───── Document extract
General Ledger accounting? No. That scheme, with its monthly balance sheets and income statements, is a custodial system, not a managerial system. According to Myron Tribus, "Managing a company by means of the monthly report is like trying to drive a car by watching the yellow line in the rear-view mirror."

Unfortunately, the methods I favor haven't yet been formally grouped, classified and given a name. No software firm, to my knowledge, as yet, supports them with computer programming. Yet none of the elements is itself new or untried. I've been lumping them together under the provisional name Printrol II. Let me list some of the principles.

Week and rolling quarter. To the extent possible, information must be available each week by week, and in the summary context of a "rolling" quarter of the 13 most current weeks. Currency and perspective are essential.
──────────
───── Material supplied
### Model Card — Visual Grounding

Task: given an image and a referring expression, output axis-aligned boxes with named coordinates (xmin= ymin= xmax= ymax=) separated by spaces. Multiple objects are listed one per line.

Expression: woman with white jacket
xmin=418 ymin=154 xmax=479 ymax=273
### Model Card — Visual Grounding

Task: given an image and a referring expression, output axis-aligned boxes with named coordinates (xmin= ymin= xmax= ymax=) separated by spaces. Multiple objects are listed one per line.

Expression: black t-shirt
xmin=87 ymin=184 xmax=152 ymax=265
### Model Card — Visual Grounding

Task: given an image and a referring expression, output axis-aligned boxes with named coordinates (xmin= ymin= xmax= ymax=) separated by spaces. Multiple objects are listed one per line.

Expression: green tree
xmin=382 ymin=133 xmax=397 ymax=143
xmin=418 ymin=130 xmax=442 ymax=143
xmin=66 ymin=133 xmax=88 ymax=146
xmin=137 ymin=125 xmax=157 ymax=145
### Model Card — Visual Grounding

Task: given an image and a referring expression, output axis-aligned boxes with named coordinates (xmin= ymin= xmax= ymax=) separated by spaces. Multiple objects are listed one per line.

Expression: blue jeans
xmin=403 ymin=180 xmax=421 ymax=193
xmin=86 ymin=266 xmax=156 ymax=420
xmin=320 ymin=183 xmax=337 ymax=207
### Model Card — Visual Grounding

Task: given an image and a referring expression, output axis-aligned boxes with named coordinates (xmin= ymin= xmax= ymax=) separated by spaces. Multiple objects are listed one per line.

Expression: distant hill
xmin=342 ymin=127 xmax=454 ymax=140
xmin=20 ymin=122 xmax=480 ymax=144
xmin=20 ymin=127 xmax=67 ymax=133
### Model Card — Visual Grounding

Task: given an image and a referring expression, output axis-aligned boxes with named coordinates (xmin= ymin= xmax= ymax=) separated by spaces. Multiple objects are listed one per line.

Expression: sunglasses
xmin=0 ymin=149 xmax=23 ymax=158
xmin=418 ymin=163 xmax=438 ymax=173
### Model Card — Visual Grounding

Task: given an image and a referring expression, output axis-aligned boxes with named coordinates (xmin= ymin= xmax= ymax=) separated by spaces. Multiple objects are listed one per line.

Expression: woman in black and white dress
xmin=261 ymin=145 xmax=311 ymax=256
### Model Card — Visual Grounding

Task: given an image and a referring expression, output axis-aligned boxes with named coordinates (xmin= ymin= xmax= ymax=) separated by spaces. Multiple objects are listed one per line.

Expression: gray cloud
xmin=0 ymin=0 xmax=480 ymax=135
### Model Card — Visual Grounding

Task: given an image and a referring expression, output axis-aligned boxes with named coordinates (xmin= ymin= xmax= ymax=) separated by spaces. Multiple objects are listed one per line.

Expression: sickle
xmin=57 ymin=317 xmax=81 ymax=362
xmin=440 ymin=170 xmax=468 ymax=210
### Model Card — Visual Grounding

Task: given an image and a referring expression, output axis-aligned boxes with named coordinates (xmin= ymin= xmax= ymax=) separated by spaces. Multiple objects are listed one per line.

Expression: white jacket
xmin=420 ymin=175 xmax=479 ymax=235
──────────
Repeat the stretch of the passage on management reporting from "General Ledger accounting?" through "perspective are essential.".

◆ **Task output**
General Ledger accounting? No. That scheme, with its monthly balance sheets and income statements, is a custodial system, not a managerial system. According to Myron Tribus, "Managing a company by means of the monthly report is like trying to drive a car by watching the yellow line in the rear-view mirror."

Unfortunately, the methods I favor haven't yet been formally grouped, classified and given a name. No software firm, to my knowledge, as yet, supports them with computer programming. Yet none of the elements is itself new or untried. I've been lumping them together under the provisional name Printrol II. Let me list some of the principles.

Week and rolling quarter. To the extent possible, information must be available each week by week, and in the summary context of a "rolling" quarter of the 13 most current weeks. Currency and perspective are essential.